Goal - Pull out every line of the listing that contains the string "structure", matching case exactly.

Data supplied -
++++
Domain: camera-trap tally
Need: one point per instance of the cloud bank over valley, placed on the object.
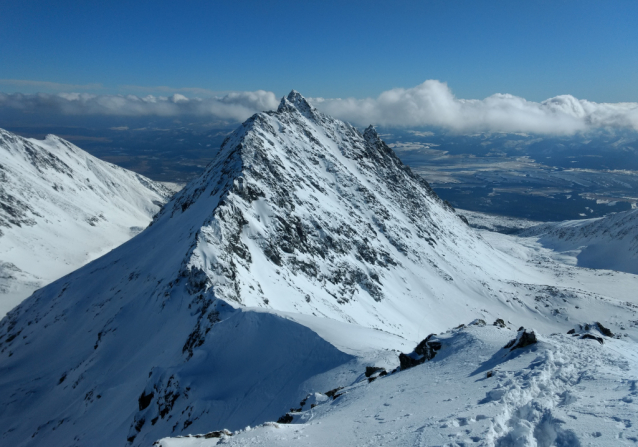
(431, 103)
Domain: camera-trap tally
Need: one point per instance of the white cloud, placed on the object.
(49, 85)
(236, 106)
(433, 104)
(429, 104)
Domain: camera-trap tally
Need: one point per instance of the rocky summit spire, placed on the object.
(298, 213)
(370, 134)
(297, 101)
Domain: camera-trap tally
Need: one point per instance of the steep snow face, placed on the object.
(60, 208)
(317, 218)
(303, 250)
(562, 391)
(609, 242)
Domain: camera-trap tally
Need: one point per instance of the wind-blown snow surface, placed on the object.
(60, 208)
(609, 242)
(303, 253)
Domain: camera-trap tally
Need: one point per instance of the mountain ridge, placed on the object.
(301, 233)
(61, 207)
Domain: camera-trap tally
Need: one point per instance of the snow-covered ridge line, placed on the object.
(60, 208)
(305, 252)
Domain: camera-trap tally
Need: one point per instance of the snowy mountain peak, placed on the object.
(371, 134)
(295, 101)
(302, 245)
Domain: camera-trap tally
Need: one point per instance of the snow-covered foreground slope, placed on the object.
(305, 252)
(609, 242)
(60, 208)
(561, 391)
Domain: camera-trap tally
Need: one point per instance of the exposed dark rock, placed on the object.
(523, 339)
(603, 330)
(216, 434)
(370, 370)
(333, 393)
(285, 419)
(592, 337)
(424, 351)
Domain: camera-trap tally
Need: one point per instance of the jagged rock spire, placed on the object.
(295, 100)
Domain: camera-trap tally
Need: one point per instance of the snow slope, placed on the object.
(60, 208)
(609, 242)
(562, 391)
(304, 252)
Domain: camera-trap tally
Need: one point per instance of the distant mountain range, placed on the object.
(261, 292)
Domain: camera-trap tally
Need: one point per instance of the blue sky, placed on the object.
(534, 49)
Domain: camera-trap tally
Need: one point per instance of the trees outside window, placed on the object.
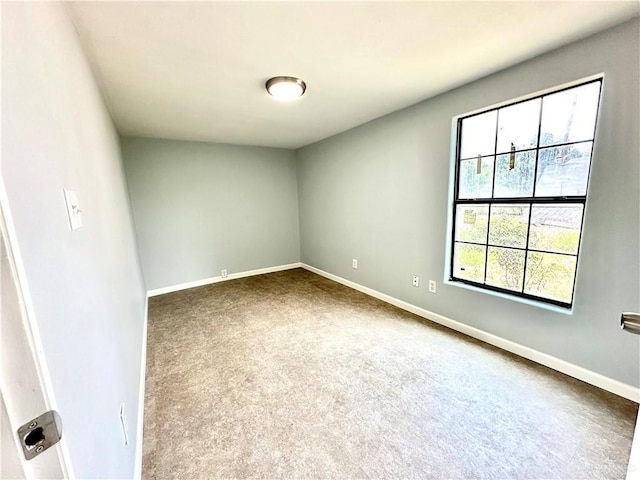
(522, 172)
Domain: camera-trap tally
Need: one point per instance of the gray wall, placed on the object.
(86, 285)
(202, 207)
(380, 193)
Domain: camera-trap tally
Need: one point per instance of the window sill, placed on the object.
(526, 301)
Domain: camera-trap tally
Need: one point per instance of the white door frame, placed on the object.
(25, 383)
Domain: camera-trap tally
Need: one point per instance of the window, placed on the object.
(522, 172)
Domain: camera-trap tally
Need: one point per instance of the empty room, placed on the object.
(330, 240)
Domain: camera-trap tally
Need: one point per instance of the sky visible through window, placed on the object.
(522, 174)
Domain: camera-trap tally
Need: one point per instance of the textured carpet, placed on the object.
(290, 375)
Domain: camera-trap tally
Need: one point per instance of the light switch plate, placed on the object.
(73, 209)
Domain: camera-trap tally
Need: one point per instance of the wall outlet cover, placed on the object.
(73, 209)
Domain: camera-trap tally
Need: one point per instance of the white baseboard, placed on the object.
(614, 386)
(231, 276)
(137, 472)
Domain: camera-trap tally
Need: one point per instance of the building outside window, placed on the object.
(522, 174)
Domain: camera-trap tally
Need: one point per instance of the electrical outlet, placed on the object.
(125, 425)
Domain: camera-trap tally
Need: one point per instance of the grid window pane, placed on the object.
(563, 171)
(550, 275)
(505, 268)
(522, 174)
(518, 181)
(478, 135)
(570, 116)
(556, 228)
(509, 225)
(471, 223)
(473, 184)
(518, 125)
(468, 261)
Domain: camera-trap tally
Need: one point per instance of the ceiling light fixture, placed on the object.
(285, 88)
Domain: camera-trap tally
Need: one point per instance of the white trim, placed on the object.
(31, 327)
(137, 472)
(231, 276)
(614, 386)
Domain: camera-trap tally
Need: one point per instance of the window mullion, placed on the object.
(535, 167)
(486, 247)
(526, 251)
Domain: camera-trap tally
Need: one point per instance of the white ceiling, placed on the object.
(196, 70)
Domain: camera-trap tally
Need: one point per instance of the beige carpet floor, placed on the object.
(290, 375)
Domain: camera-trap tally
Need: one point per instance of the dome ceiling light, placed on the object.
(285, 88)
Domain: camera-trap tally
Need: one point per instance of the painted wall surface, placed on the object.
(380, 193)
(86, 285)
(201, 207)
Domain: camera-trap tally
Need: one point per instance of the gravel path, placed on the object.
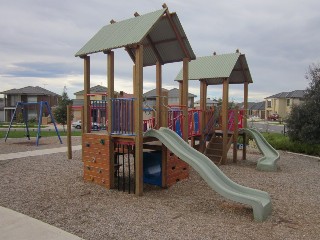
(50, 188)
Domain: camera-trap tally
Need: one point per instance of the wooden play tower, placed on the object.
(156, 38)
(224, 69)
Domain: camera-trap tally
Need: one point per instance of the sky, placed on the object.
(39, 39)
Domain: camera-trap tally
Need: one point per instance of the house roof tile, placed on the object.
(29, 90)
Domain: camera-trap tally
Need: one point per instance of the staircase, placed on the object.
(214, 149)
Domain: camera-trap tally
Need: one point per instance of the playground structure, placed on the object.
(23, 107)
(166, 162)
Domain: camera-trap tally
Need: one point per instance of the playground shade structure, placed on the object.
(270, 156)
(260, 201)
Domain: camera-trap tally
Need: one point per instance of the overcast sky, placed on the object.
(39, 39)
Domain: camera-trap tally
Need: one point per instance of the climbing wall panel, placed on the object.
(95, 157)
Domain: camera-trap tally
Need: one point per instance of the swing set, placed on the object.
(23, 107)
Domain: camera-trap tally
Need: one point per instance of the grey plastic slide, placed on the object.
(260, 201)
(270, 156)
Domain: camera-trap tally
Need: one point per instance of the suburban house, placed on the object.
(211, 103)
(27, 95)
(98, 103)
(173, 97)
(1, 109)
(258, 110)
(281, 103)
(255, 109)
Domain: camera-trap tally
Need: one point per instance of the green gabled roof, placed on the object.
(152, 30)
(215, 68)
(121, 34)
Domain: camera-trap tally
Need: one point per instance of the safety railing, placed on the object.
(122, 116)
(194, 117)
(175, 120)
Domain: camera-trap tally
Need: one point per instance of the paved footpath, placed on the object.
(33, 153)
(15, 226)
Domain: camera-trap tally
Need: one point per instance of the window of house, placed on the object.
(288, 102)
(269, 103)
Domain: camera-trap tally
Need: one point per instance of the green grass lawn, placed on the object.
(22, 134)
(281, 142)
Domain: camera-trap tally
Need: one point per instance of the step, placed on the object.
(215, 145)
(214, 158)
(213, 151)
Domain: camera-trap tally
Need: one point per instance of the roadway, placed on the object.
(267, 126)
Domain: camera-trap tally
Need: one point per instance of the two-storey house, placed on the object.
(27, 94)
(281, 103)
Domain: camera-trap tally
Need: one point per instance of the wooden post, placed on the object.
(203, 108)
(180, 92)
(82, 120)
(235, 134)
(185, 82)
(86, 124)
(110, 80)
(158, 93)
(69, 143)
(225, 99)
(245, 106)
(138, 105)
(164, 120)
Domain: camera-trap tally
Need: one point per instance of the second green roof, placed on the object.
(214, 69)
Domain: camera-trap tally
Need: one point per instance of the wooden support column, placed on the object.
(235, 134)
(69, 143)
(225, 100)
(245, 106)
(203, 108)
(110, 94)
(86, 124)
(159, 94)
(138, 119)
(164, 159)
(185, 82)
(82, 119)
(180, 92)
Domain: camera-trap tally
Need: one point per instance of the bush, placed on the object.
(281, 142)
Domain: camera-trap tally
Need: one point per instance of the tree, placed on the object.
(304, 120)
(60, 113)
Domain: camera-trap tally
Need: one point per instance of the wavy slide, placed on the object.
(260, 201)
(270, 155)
++++
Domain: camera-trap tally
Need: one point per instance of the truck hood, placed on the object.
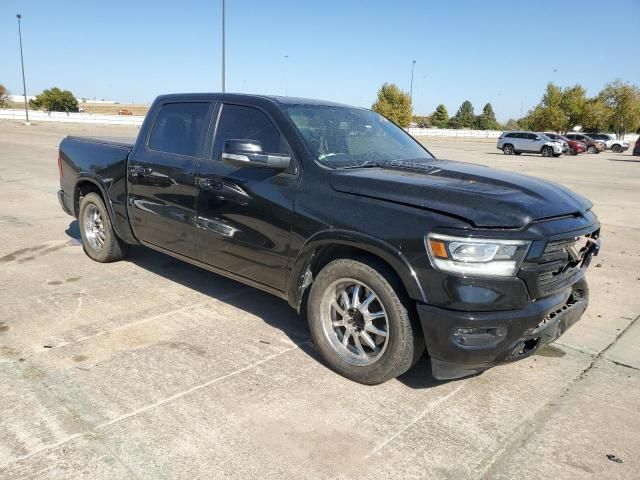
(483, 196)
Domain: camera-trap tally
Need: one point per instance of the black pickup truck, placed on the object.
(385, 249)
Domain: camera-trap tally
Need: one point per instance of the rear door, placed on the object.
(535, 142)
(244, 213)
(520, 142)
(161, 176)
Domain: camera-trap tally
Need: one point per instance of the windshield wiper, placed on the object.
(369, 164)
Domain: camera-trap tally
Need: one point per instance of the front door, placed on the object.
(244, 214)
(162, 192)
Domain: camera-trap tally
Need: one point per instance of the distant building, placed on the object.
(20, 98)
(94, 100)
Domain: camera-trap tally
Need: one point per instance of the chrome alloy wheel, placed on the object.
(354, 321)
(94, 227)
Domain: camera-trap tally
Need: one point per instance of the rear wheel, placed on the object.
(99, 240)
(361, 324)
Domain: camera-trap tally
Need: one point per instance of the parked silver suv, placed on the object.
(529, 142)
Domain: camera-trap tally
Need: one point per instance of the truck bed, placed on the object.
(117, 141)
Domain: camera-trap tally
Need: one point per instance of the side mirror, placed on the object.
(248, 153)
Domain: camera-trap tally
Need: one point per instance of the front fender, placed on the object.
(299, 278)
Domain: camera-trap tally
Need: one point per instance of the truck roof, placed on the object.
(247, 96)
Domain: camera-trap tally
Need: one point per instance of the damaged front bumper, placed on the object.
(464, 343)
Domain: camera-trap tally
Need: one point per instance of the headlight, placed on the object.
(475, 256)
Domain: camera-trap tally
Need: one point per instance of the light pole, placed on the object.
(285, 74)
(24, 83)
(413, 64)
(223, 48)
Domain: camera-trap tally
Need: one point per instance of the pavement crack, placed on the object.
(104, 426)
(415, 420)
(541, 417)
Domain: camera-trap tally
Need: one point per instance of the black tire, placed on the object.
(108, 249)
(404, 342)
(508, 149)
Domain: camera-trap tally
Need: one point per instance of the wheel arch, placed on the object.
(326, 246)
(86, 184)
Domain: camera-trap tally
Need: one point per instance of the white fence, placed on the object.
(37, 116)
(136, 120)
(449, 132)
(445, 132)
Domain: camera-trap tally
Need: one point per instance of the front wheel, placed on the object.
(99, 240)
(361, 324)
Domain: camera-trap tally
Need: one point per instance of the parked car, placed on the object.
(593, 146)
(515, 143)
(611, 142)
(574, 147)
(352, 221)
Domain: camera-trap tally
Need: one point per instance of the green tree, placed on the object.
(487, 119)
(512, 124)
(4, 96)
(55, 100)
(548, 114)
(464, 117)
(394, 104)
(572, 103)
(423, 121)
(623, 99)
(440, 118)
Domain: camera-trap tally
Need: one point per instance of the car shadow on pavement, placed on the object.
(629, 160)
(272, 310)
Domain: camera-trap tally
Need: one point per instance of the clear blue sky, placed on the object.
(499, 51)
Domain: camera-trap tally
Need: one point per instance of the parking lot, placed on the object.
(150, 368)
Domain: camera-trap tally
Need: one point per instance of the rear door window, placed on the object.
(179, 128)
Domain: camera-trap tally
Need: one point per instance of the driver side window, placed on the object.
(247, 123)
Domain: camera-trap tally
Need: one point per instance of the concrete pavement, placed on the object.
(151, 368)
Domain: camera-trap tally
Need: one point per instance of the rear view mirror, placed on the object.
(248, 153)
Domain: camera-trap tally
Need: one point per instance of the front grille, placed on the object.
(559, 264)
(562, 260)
++++
Result of this task -
Need: one point per instance of the playground structure, placed on the object.
Need: one point per instance of the playground shade structure, placed on the object.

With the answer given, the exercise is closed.